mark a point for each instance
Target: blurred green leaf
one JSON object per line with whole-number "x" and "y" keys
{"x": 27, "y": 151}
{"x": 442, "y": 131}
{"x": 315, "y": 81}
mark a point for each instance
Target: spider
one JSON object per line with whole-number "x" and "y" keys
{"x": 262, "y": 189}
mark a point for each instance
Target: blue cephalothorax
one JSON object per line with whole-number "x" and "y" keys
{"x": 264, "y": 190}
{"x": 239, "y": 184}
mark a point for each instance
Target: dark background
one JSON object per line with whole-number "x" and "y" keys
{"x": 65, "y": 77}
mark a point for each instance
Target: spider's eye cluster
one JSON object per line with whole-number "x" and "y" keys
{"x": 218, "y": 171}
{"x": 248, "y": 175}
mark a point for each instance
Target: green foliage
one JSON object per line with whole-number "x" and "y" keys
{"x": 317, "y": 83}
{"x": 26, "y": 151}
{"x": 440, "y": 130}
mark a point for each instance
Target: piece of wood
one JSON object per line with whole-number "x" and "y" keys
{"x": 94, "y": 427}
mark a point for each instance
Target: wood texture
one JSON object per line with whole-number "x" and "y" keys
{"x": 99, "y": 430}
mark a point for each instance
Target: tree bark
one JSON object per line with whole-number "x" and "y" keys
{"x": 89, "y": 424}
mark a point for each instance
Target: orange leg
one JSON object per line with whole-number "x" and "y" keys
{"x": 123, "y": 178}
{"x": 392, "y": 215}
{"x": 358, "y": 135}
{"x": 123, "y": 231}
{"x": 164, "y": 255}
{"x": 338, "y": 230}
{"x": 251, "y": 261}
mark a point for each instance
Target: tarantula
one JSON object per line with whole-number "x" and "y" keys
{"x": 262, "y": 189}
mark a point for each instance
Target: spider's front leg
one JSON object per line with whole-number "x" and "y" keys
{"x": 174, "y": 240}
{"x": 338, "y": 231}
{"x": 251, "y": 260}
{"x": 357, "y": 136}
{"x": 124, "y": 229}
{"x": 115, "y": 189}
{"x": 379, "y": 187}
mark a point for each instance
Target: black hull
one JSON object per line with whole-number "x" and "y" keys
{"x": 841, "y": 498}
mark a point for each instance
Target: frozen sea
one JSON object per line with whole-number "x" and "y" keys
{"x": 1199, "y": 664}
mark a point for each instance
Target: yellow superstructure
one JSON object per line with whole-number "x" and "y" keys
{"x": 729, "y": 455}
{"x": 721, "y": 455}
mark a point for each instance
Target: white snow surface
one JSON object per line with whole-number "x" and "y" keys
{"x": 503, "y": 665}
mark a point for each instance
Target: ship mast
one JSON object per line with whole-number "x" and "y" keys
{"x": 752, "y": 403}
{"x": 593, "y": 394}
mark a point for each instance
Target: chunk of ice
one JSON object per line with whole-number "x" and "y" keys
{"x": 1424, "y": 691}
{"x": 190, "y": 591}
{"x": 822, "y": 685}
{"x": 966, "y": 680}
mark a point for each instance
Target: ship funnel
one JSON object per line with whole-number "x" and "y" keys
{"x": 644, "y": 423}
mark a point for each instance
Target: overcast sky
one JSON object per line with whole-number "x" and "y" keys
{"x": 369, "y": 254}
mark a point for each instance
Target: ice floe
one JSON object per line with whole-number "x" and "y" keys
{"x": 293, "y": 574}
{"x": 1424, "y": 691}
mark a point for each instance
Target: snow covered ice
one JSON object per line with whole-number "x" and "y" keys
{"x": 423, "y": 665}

────────────────

AIM
Locate every line in the entries above that contains the word "green" and copy each one. The match is case-sensitive.

CORRECT OUTPUT
Target: blurred green leaf
Target: green foliage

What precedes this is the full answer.